(Dataset items)

________________

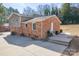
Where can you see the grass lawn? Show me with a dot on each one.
(73, 29)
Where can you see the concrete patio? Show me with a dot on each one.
(17, 45)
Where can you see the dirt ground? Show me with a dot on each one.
(73, 29)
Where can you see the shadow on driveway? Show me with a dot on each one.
(25, 41)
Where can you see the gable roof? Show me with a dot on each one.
(38, 19)
(14, 14)
(17, 15)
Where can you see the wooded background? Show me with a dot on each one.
(68, 12)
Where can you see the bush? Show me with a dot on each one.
(49, 33)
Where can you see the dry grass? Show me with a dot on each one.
(73, 29)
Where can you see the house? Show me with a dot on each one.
(15, 20)
(4, 27)
(36, 27)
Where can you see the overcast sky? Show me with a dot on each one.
(21, 6)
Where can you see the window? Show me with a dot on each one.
(34, 26)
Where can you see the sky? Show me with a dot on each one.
(21, 6)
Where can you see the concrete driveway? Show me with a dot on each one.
(20, 46)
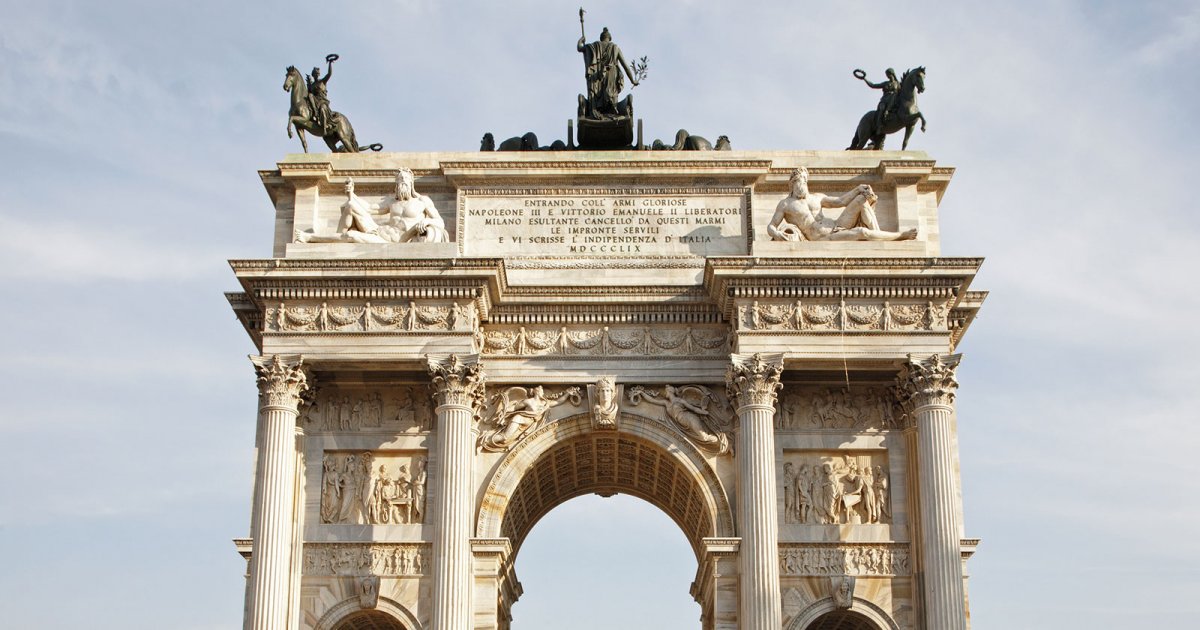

________________

Exercise requirements: Find each line in the material above that contains the word "concrete", matching case, and copy those lines.

Finished task:
Where can you see the concrete patio? Show me with a dot on each one.
Where can you see the concrete driveway? Show me with a dot on each one.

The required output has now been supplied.